DOCUMENT SECTION:
2 Materials and methods

2.1 Materials

Microchannels with rectangular cross-section were fabricated on commercially available 4 mm PMMA sheets. The average depth of channels was measured to be 500 μm based on SEM photos of the device cross-section. The width and length of channels were set to be 5 mm and 25 mm respectively. The morphology of the channel surface and a photo of channel cross-section is presented in Fig. 1. All channels were checked by optical inspection before device fabrication. The PCB that has been used as the substrate was a commoditized double sided FR4. The thickness of the copper clad layer thickness of all designs in this work was 1 oz (35 μm). A miniature air quality gas sensor (TGS8100, FIS, Japan) was used for monitoring gas flow inside the microchannels. In order to bond the PCB and PMMA, ACS grade chloroform was used with the CAS number 67-66-3 (Dr Mojallali co., Iran). The samples used as target analytes were Methanol (Merck, 106009), Ethanol (Merck, 100983) and Acetone (Merck, 100014) all from Merck KGaA company (Dermstadt, Germany).

Fig. 1 The SEM images of (a) morphology of the microfluidic channel, (b) channel cross section. The scale of the micrographs is different.

SHORT PROBLEM 1:
Reproduce the entries verbatim, from their first line through the line containing "Outline every instance of the small".
SHORT PROBLEM 2:
Carry on the passage about the materials used to build the microchannel gas-sensing device, starting after its last sentence.
The passage and the entries were taken from unrelated sources.

[Data records]
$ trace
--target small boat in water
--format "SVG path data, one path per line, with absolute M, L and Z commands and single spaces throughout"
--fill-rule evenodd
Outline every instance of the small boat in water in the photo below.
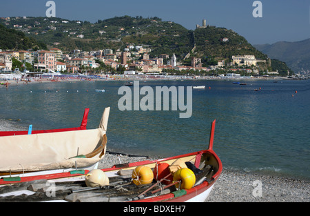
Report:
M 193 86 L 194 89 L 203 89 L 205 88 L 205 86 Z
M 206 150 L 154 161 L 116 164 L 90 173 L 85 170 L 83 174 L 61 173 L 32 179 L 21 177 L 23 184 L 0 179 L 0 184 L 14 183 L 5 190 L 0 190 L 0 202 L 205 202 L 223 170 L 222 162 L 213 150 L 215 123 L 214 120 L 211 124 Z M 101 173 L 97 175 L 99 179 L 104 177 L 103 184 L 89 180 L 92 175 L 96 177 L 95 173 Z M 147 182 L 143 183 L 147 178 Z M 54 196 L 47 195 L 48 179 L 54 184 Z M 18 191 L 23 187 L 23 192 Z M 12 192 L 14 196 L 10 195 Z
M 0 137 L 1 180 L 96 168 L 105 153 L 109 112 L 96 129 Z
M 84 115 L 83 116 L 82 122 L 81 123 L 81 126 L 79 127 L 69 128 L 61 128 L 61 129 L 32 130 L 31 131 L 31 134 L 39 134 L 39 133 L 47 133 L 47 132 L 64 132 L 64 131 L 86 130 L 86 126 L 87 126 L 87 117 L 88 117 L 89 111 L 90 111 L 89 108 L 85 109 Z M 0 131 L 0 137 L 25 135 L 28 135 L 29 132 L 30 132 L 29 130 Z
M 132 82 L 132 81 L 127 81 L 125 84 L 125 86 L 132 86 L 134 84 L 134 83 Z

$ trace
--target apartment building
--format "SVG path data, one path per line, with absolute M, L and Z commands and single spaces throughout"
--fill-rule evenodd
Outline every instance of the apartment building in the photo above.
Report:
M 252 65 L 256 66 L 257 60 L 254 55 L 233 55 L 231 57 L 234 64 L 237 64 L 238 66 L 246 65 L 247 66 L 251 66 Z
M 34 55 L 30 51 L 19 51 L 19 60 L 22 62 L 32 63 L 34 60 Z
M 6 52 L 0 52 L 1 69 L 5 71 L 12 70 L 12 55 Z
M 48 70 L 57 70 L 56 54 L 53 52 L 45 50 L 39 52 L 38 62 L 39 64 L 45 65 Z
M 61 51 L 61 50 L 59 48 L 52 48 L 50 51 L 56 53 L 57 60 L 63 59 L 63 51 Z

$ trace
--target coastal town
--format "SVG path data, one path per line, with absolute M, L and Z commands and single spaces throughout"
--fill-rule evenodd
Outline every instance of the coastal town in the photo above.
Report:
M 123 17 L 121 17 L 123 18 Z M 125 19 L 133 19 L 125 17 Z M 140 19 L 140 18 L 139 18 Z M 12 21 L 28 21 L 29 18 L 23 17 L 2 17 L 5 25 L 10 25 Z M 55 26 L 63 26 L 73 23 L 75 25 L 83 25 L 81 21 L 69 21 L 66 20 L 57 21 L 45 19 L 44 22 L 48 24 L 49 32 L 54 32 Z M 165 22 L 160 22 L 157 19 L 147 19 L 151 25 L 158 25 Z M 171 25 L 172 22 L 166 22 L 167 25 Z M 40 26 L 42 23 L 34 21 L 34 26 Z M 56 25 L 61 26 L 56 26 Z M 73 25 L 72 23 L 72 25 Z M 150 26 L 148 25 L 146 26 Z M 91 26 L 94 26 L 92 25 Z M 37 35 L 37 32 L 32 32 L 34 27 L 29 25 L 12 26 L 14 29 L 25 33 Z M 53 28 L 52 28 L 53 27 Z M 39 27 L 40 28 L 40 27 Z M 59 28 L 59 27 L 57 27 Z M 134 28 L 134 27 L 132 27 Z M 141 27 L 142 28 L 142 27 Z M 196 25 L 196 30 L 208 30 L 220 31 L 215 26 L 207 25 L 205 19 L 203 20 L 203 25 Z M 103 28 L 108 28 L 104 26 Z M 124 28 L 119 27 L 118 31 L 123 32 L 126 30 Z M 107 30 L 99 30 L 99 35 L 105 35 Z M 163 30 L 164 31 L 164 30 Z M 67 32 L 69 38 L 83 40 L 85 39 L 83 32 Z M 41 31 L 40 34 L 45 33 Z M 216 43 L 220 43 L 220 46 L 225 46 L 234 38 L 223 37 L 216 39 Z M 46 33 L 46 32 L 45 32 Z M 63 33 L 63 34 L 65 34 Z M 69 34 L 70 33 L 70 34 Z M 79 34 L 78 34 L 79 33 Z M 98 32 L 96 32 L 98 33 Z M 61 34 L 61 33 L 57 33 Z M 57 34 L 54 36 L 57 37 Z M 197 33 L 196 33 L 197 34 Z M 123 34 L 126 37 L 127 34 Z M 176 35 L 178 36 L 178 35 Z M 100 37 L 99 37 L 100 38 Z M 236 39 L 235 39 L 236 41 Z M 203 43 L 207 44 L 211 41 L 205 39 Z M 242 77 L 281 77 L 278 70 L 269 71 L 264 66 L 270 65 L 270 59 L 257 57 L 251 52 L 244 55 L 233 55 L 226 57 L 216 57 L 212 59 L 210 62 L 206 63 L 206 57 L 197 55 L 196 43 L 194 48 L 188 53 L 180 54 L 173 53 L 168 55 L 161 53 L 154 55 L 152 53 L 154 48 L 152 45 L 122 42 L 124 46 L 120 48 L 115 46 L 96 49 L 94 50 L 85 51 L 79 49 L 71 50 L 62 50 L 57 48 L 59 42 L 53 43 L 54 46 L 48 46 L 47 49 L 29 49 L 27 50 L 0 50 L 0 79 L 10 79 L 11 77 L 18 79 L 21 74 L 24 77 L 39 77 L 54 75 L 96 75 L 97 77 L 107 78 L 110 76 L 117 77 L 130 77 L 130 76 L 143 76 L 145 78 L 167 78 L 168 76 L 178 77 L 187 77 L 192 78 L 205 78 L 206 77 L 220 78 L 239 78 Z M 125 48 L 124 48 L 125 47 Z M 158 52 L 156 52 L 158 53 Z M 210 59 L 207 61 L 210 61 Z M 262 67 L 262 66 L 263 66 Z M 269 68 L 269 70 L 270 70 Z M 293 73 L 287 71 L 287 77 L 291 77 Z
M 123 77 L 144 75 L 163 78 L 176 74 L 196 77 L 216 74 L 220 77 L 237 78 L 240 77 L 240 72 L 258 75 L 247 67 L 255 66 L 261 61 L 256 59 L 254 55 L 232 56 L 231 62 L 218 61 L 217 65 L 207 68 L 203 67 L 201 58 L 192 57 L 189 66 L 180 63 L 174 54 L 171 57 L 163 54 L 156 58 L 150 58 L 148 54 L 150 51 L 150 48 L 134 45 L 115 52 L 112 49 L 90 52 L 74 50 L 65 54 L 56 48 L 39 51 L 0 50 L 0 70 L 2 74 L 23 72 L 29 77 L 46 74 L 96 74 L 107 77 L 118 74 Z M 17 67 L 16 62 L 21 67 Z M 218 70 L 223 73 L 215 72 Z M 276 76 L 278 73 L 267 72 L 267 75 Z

WRITTEN ANSWER 1:
$ trace
--target small boat in water
--format "SVG path data, one path per line, with absolute M, L and Z commands and single spaces throughout"
--fill-rule evenodd
Outline every instance of the small boat in water in the photo below.

WRITTEN ANSWER 2:
2.2 Device fabrication

The general structure of the fabricated microfluidic devices is depicted in Fig. 2(a). The device consists of a microchannel made on PMMA that is sealed by PCB and integrated with a miniature gas sensor. The device fabrication process is presented in Fig. 2(b). First, a microchannel with rectangular cross-section was engraved on PMMA using laser ablation by a conventional 120 W CO₂ laser machine. The depth, width and length of the channel was 0.5 mm, 5 mm and 25 mm respectively. After channel formation, PMMA residues were wiped by dry air and the channel was cleaned by deionized water. Then, bonding area patterns and electronic component pads were designed and implemented on PCB. In the next step, PMMA and PCB were bonded together by exposing the interface surfaces to solvent at room temperature and then applying moderate pressure. Finally, the gas sensor was mounted on a small PCB and then installed and soldered on the lid PCB. Prior to sensors installation, the sealed micro-channel was exposed to clean air for degassing in order to reduce the risk of sensor poisoning.

Fig. 2 Schematic design of microfluidic-based gas analyzer (a) and fabrication process of the proposed microfluidic-based PCB-PMMA gas analyser (b).

2.3 Sealing test

To ensure the sealing of the fabricated devices, two tests were carried on. In the first sealing test, drops of colored deionized water was applied around the bonded area both outside and inside the channel. The pass criterion was to see no colored liquid in the bonding area. In the second sealing test, the inlet of the device was closed with a piece of thick silicon rubber and then the device was exposed to high concentration of ethanol vapor. Gas sensor response was monitored to detect any gas leakage from outside into the channel. This time, pass criterion was to see negligible response shifts after gas exposure. Typical results of sealing tests are presented in Section 4.

2.4 Adhesion strength test

To compare the efficiency of different bonding methods, the strength of PMMA adhesion to PCB was measured using a simple method. For a number of sample prototypes the lid PCB was fixed on a holder and the center of PMMA was pulled with a measurable force. The force was increased until the PMMA was detached from PCB. The maximum force before detachment was recorded as the adhesion strength of the bonding method.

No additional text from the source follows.